→ Objective
Edit the stretch from the line containing "Mark one point on every instance of the bolt" through the line containing "x=381 y=461", so that "horizontal slat" becomes "wooden slat". Leave everything else unchanged, and give back only those lines.
┌─ Records to process
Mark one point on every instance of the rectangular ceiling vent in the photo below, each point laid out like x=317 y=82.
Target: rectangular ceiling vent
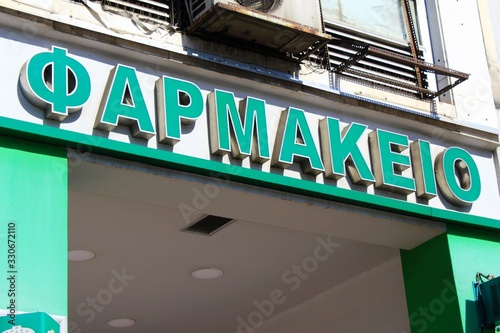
x=287 y=27
x=209 y=224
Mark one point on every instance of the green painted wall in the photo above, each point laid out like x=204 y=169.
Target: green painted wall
x=439 y=277
x=472 y=251
x=430 y=288
x=34 y=196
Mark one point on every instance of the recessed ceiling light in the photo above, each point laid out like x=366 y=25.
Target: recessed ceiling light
x=80 y=255
x=207 y=273
x=122 y=322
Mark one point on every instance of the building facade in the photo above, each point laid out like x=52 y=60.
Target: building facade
x=250 y=166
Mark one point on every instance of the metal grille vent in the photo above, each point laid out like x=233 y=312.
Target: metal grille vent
x=209 y=225
x=156 y=11
x=260 y=5
x=349 y=55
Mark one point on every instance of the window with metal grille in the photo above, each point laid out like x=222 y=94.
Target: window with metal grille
x=380 y=43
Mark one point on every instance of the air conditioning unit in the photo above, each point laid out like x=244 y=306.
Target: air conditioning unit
x=292 y=27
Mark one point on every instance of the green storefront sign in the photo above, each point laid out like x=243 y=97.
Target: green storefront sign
x=37 y=322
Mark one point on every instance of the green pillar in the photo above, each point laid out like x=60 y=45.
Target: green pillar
x=33 y=227
x=439 y=277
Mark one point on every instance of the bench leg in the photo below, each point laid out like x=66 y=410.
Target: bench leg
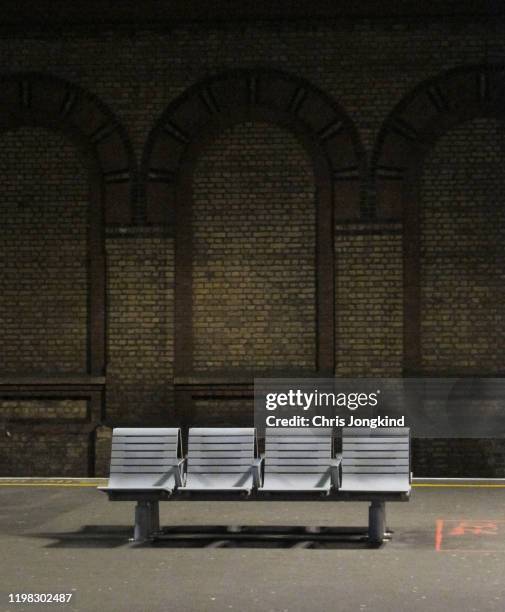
x=155 y=516
x=146 y=520
x=376 y=522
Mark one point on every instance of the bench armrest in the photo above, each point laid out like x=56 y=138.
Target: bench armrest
x=257 y=470
x=336 y=471
x=180 y=472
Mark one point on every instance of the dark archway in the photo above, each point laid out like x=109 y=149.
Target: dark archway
x=408 y=135
x=31 y=99
x=195 y=119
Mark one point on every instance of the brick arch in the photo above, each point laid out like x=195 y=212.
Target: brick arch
x=39 y=100
x=196 y=118
x=408 y=135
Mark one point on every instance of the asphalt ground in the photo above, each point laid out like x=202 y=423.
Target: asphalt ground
x=446 y=551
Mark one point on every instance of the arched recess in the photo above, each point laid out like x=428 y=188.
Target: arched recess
x=408 y=135
x=203 y=112
x=38 y=100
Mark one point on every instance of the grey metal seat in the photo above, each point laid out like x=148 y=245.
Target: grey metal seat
x=145 y=459
x=376 y=464
x=222 y=460
x=299 y=460
x=376 y=460
x=146 y=466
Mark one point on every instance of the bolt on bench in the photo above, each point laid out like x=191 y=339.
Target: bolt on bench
x=223 y=464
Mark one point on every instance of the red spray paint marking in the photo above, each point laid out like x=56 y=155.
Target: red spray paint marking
x=464 y=531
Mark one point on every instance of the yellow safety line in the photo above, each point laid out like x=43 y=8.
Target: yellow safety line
x=47 y=483
x=460 y=486
x=83 y=483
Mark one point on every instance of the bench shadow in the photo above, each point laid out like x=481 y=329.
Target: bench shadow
x=214 y=536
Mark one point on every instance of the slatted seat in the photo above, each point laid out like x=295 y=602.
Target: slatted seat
x=222 y=460
x=146 y=466
x=298 y=460
x=145 y=459
x=376 y=460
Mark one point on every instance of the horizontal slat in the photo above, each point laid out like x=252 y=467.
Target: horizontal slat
x=229 y=461
x=308 y=447
x=221 y=439
x=377 y=440
x=145 y=439
x=358 y=447
x=297 y=440
x=139 y=469
x=215 y=454
x=367 y=469
x=213 y=447
x=145 y=431
x=378 y=453
x=222 y=431
x=150 y=447
x=298 y=431
x=217 y=469
x=299 y=461
x=383 y=431
x=137 y=461
x=297 y=469
x=127 y=454
x=295 y=454
x=381 y=461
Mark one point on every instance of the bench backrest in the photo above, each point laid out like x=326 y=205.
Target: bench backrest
x=144 y=457
x=221 y=458
x=376 y=459
x=297 y=458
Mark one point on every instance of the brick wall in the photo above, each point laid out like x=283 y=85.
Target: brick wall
x=368 y=300
x=43 y=251
x=254 y=252
x=462 y=237
x=140 y=333
x=253 y=298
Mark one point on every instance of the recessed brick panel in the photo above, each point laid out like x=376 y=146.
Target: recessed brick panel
x=254 y=252
x=140 y=299
x=43 y=254
x=462 y=256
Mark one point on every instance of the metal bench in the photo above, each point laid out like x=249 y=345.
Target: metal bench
x=222 y=460
x=222 y=463
x=146 y=466
x=376 y=466
x=299 y=460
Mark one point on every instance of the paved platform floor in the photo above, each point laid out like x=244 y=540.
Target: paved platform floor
x=447 y=552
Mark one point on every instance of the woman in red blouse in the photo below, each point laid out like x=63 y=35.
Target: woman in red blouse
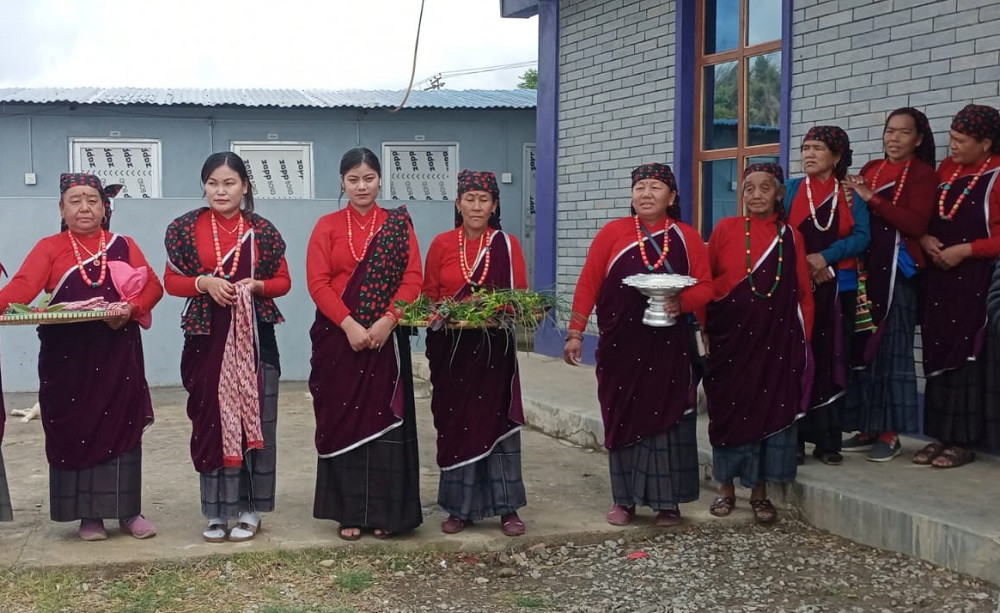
x=229 y=263
x=645 y=383
x=477 y=391
x=759 y=370
x=360 y=261
x=959 y=343
x=881 y=398
x=93 y=418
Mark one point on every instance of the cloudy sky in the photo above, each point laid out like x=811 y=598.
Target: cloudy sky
x=328 y=44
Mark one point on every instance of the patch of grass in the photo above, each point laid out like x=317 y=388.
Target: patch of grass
x=277 y=608
x=526 y=601
x=354 y=581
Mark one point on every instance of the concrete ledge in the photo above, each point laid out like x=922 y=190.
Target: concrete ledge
x=946 y=517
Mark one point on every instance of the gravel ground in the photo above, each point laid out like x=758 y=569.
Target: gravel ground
x=789 y=567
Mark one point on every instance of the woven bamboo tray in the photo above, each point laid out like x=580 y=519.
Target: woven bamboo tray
x=57 y=317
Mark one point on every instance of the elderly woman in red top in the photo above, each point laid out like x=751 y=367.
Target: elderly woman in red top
x=833 y=221
x=477 y=392
x=759 y=370
x=229 y=263
x=962 y=242
x=644 y=374
x=881 y=398
x=93 y=417
x=360 y=261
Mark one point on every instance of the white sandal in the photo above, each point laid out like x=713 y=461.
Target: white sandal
x=246 y=529
x=217 y=531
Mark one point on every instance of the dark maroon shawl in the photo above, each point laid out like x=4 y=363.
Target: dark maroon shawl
x=830 y=375
x=953 y=318
x=753 y=394
x=477 y=388
x=201 y=368
x=91 y=379
x=357 y=395
x=644 y=381
x=880 y=262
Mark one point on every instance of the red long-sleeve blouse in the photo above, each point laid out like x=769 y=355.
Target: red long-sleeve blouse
x=983 y=247
x=178 y=284
x=727 y=253
x=618 y=235
x=330 y=261
x=443 y=275
x=52 y=256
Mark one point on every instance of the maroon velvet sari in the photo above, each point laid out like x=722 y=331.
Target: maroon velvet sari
x=477 y=389
x=644 y=379
x=92 y=383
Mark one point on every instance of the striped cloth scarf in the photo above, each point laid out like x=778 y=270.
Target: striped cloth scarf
x=239 y=402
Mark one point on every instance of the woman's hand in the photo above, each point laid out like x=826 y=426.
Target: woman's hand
x=819 y=269
x=357 y=336
x=573 y=351
x=951 y=257
x=256 y=285
x=858 y=184
x=120 y=320
x=931 y=245
x=379 y=333
x=672 y=306
x=221 y=291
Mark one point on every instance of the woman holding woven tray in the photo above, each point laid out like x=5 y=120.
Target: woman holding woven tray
x=359 y=262
x=477 y=390
x=230 y=264
x=92 y=383
x=645 y=382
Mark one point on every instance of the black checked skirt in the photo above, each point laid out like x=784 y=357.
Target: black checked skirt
x=6 y=511
x=883 y=397
x=772 y=459
x=376 y=485
x=659 y=471
x=110 y=490
x=489 y=487
x=228 y=491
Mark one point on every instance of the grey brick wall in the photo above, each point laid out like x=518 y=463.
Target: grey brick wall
x=616 y=99
x=854 y=61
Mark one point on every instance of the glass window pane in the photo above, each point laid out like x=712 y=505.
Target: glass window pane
x=763 y=99
x=718 y=192
x=720 y=112
x=764 y=17
x=722 y=25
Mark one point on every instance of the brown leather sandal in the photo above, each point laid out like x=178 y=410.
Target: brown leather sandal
x=925 y=456
x=722 y=506
x=763 y=511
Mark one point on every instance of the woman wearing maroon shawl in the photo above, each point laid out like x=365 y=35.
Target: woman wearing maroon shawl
x=759 y=369
x=360 y=261
x=93 y=416
x=881 y=396
x=959 y=343
x=833 y=221
x=477 y=391
x=229 y=263
x=644 y=374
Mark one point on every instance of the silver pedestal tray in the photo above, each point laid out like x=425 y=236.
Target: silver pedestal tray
x=658 y=288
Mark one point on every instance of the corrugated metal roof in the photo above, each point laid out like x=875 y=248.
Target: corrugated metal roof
x=281 y=98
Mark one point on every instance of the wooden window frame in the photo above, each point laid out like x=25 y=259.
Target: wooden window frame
x=742 y=151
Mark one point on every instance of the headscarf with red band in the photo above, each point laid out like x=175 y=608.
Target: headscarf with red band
x=838 y=142
x=660 y=172
x=479 y=181
x=980 y=122
x=74 y=179
x=769 y=167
└─
→ Full solution
Mark one point on every instance of the bolt on bench in the photo above, each point laid out like x=191 y=339.
Target: bolt on bench
x=223 y=464
Mark one point on every instance of the red spray paint marking in the photo above, each point laid out like x=56 y=155.
Target: red spray paint marking
x=464 y=531
Mark one point on every instance of the yellow safety line in the photo above, each point laid out like x=43 y=8.
Target: yellow safety line
x=47 y=483
x=460 y=486
x=83 y=483
Mark one point on every instance of the bench shadow in the photo above, each point laid out like x=481 y=329.
Target: bench shadow
x=214 y=536
Mark one point on every instance of the slatted seat in the photo above, each point laid out like x=295 y=602.
Target: slatted seat
x=222 y=460
x=146 y=466
x=298 y=460
x=145 y=459
x=376 y=460
Mark one point on every instance of the wooden slat in the photo above, each point laid out like x=252 y=467.
Target: wooden slat
x=229 y=461
x=308 y=447
x=221 y=439
x=377 y=440
x=145 y=439
x=358 y=447
x=297 y=440
x=139 y=469
x=215 y=454
x=367 y=469
x=213 y=447
x=145 y=431
x=378 y=453
x=222 y=431
x=150 y=447
x=298 y=431
x=217 y=469
x=299 y=461
x=383 y=431
x=137 y=461
x=297 y=469
x=127 y=454
x=295 y=454
x=381 y=461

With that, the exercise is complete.